• **TEXT**:
##############################

Bring your own data¶

This tutorial will guide you through writing a pynxtools reader plugin for the data from your specific experiment.

What should you should know before this tutorial?¶

This is a direct follow-up to the tutorial on building your own pynxtools reader, see Building your first pynxtools reader. If you are unfamiliar with pynxtools, you should go through that tutorial first.

What you will know at the end of this tutorial?¶

You will know

how to set up a reader fpr the data from your specific experiment
how to validate your very own NeXus file
how to upload your NeXus file to NOMAD

About this tutorial¶

Duration: ~3 hours (self-paced)

Goal: Apply the MultiFormatReader pattern to your own instrument data and produce a validated NeXus file.

What to bring: one or more data files from your instrument.

The core idea — always the same three steps¶

No matter what format your data comes in, you always do the same three things:

Step A  Read your file(s) into flat Python dicts on self
Step B  Write a config file that maps dict keys → NeXus paths
Step C  Run the converter and fix validation errors

The only part that changes between techniques and formats is Step A — the reading logic. Steps B and C are identical to Day 1.

Step 1 — Know your format (~30 min)¶

Before writing any reader code, understand what you are working with.

Identify your format¶

Format	Typical extensions	How to recognize
HDF5 / NeXus	`.h5`, `.hdf5`, `.nxs`	Binary; starts with `\x89HDF`
HDF5 (instrument brand)	`.h5m`, `.hsp`, `.he5`, …	Same magic bytes; vendor-specific internal layout
VAMAS	`.vms`, `.vamas`	First line: `VAMAS Surface Chemical Analysis`
Igor Pro wave	`.ibw`	Binary with `IGOR` header
CSV / TSV	`.csv`, `.txt`, `.dat`, `.asc`	Human-readable columns
JSON	`.json`	`{` or `[` as first non-whitespace character
YAML	`.yaml`, `.yml`	Key-value pairs with indentation
NetCDF	`.nc`, `.cdf`, `.netcdf`	Binary; readable with `netCDF4` or `xarray`
TIFF (detector images)	`.tiff`, `.tif`	Binary image; use `tifffile` or `PIL`

Step 2 — Read your file into a flat dict (~45 min)¶

Pick the section below that matches your format. The goal in every case: populate self.data (or self.hdf5_data) with a flat dict of "path/to/quantity" → value.

Format: HDF5 (any vendor)¶

This is the same recursive reader from Day 1. It works for any HDF5 file — vendor-specific layouts, NeXus files, everything.

import h5py

def handle_hdf5_file(self, file_path: str) -> dict[str, Any]:
    def _recurse(group, path=""):
        result = {}
        for key, item in group.items():
            full = f"{path}/{key}" if path else key
            if isinstance(item, h5py.Group):
                result.update(_recurse(item, full))
            elif isinstance(item, h5py.Dataset):
                result[full] = item[()]
        # also capture group-level attributes
        for attr_key, attr_val in group.attrs.items():
            result[f"{path}/@{attr_key}" if path else f"@{attr_key}"] = attr_val
        return result

    with h5py.File(file_path, "r") as hdf:
        self.hdf5_data = _recurse(hdf)

##############################

• **INFORMATION SHOWN**:
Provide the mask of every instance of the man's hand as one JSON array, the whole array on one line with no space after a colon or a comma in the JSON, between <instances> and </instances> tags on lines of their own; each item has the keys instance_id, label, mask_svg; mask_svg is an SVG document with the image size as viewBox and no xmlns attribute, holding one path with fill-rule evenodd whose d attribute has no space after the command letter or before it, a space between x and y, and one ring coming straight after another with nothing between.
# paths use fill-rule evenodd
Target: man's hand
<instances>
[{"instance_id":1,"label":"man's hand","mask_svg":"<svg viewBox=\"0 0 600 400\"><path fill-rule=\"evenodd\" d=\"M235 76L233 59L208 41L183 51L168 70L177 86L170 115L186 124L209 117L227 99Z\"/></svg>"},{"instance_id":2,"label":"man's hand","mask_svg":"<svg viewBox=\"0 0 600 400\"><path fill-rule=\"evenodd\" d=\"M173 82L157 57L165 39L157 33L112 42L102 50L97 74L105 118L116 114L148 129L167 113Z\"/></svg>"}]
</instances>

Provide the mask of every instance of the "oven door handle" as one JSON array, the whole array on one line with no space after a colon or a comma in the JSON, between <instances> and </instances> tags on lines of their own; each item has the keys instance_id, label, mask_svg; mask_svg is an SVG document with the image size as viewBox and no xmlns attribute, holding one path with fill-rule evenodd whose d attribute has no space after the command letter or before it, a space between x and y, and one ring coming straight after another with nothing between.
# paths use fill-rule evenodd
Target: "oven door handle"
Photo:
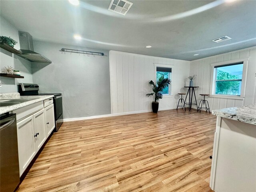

##############################

• **LIST OF TASKS**:
a – Answer the following questions from the tutorial.
(i) How long is the tutorial expected to take?
(ii) Which of the three steps is the only part that changes between techniques and formats?
(iii) How is a VAMAS file recognized?
b – Write out the records again with "Return" substituted for every "Provide", and change nothing else. Omit the pictures.

• **ANSWER LIST**:
a –
(i) About 3 hours, self-paced.
(ii) Step A, the reading logic.
(iii) Its first line is "VAMAS Surface Chemical Analysis".

b –
Return the mask of every instance of the man's hand as one JSON array, the whole array on one line with no space after a colon or a comma in the JSON, between <instances> and </instances> tags on lines of their own; each item has the keys instance_id, label, mask_svg; mask_svg is an SVG document with the image size as viewBox and no xmlns attribute, holding one path with fill-rule evenodd whose d attribute has no space after the command letter or before it, a space between x and y, and one ring coming straight after another with nothing between.
# paths use fill-rule evenodd
Target: man's hand
<instances>
[{"instance_id":1,"label":"man's hand","mask_svg":"<svg viewBox=\"0 0 600 400\"><path fill-rule=\"evenodd\" d=\"M235 76L233 59L208 41L183 51L168 70L177 86L170 115L186 124L209 117L227 99Z\"/></svg>"},{"instance_id":2,"label":"man's hand","mask_svg":"<svg viewBox=\"0 0 600 400\"><path fill-rule=\"evenodd\" d=\"M173 82L157 57L165 39L157 33L112 42L102 50L97 74L105 118L116 114L148 129L167 113Z\"/></svg>"}]
</instances>

Return the mask of every instance of the "oven door handle" as one JSON array, the whole array on one line with no space after a colon or a comma in the JSON, between <instances> and </instances> tags on lines of their own; each item has the keys instance_id, label, mask_svg; mask_svg is an SVG document with the image size as viewBox and no xmlns attribute, holding one path with fill-rule evenodd whose d attribute has no space after the command letter or before it, a space between x and y, and one ring coming straight after another with nothing between.
# paths use fill-rule evenodd
Target: "oven door handle"
Photo:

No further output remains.